**Exercise set**
• 1. Answer these questions from the forum thread about dungeon maps.
(a) Which section of level 3 does the first post present?
(b) Which megadungeon's original boxed set maps does jaerdaph say he has always loved?
(c) Which room on level 3 is supposed to have a door leading to the curvy corridor?
• 2. Output the stretch of the forum thread about dungeon maps that starts with the words "D'oh! Of course, that" and ends with "at home again...", copied without any changes.

**Page extract**
--- BEGIN ---
Level 3 has been an interesting (but enjoyable) challenge to map in CC3 as well - I have to refer back to the previous maps to make sure all the pieces fit together. Here's another piece of the puzzle, the southwest section of level 3. I should have the last piece, the northwest section, as well as the poster map done by the end of the weekend!

*Edit: Image removed because it is out of date. See new Level 3 poster maps below. *



Thulcondar said:


> And btw, Jaerdaph and I are working out how exactly to present all his wonderful maps together with the Castle. Hopefully we'll get it all worked out in time for the March release.




Yeah, we'll come up with something good, and hopefully something that satisfies everyone. I'd like to see this happen in the March release as well.


----------



## jaerdaph

Knightfall said:


> Wicked work!




Thanks, Knightfall! 

So, does the World of Kulan have any megadungeons?


----------



## jaerdaph

Okay, I did this for my own enjoyment. I've always loved the maps in the original boxed set for Undermountain, the Forgotten Realms megadungeon beneath Waterdeep. Here's the second level of TCofMA, Undermountain style: 

*Edit: Image removed because it is out of date and some people had problems viewing the PNG file. See new Level 2 Undermountain poster maps below. *


----------



## Knightfall

jaerdaph said:


> Thanks, Knightfall!
> 
> So, does the World of Kulan have any megadungeons?



Actually, I have a place for both Waterdeep and Undermountain in World of Kulan... on Harqual of course.

I also created something called The Dungeon a while back, which I'm going to incorpororate into Kulan. I did two levels of it but they are big levels. I posted the PDFs to my World of Kulan Maps thread just recently.


----------



## Thulcondar

Didn't see an attachment in Undermountain-style in that post, Jaerdaph.

Oh, and on level 3, room #116 is supposed to have a door leading to yonder curvy corridor. 

I'm intentionally putting in those diagonal corridors to confound mappers amongst the explorers. Didn't mean to confound you as well! ;-)

Joe
Greyhawk Grognard


----------



## jaerdaph

Well, I got a lot done this weekend. I've reposted corrected versions of all four section maps for level 2 and the level 2 blue/white and black/white poster maps (see above). I've also posted corrected versions of all the level 3 section maps to date (see above). I completed the final section map of level 3 (northwest section), and made the poster maps for that level as well: 

*Edit: Images removed because they are out of date. See new Level 3 poster maps below. *



Thulcondar said:


> Oh, and on level 3, room #116 is supposed to have a door leading to yonder curvy corridor.




 D'oh! Of course, that would be the one thing I missed when I redid that map this weekend. I really need to get an Internet connection installed at home again...
--- END ---
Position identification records
--- BEGIN ---
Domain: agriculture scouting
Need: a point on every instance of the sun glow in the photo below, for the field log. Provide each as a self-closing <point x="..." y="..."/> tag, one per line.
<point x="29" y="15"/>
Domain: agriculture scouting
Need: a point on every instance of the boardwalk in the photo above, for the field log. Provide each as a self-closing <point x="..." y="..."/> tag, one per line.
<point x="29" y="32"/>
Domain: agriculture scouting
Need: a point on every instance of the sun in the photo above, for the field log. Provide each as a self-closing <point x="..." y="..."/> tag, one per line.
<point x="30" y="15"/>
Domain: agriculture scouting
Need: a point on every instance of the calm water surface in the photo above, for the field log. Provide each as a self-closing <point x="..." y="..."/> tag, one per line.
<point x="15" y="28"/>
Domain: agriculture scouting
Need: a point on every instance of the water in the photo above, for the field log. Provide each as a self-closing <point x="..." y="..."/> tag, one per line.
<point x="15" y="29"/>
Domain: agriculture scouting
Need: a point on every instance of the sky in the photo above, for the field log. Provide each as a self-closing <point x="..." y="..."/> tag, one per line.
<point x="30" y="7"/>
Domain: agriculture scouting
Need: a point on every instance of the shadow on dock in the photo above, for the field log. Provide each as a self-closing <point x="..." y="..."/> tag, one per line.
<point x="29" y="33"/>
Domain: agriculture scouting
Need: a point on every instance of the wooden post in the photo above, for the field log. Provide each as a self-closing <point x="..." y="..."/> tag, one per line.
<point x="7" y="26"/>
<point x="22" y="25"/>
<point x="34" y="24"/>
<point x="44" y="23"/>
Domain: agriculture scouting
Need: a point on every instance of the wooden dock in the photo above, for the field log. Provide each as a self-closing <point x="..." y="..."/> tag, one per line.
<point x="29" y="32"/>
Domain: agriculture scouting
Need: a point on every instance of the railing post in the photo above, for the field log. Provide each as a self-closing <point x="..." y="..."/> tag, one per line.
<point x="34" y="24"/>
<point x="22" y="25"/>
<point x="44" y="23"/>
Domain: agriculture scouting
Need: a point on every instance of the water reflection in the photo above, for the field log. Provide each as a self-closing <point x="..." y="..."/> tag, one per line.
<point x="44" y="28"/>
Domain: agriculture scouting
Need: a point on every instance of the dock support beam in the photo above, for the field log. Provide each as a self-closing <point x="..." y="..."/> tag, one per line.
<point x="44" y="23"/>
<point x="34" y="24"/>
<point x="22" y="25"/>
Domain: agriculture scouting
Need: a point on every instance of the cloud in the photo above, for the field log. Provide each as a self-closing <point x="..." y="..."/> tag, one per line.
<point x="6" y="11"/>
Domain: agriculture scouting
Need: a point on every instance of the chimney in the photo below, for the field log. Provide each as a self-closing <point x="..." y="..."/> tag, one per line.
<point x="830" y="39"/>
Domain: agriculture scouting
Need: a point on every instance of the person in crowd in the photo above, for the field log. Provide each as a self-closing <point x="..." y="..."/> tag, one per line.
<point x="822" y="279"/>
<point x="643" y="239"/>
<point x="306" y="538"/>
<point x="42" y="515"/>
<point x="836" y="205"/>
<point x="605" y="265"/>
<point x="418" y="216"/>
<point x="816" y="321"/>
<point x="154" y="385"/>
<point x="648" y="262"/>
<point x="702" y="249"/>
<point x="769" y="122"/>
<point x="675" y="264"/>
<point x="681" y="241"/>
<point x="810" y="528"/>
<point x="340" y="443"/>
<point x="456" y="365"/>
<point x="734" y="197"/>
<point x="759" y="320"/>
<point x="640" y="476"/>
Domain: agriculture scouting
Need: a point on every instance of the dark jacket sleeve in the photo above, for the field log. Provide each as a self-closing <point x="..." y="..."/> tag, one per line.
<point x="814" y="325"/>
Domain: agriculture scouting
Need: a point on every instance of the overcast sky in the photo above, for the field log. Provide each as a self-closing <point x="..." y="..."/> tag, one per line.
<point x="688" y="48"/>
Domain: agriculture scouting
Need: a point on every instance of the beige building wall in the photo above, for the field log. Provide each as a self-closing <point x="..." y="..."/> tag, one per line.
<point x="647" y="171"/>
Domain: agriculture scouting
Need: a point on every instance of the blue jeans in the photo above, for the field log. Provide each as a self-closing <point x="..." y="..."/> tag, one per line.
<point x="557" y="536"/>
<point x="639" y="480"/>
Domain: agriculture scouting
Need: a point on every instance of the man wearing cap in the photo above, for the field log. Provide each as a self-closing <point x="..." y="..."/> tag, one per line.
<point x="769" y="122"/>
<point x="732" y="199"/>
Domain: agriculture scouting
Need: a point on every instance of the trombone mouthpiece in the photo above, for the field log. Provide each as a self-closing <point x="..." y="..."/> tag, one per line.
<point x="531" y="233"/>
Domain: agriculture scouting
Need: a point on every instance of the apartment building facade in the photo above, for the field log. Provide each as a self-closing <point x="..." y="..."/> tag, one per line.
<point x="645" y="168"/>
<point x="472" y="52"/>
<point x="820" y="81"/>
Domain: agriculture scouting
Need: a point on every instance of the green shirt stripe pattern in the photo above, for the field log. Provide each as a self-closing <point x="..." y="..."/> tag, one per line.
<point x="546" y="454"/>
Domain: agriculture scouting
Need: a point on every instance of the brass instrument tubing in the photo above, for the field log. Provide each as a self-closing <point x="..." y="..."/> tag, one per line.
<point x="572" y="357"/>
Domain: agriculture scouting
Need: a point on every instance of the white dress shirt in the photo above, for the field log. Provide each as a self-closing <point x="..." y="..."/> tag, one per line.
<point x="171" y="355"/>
--- END ---
**Full solutions**
• 1.
(a) The southwest section.
(b) Undermountain, the Forgotten Realms megadungeon beneath Waterdeep.
(c) Room #116.

• 2.
D'oh! Of course, that would be the one thing I missed when I redid that map this weekend. I really need to get an Internet connection installed at home again...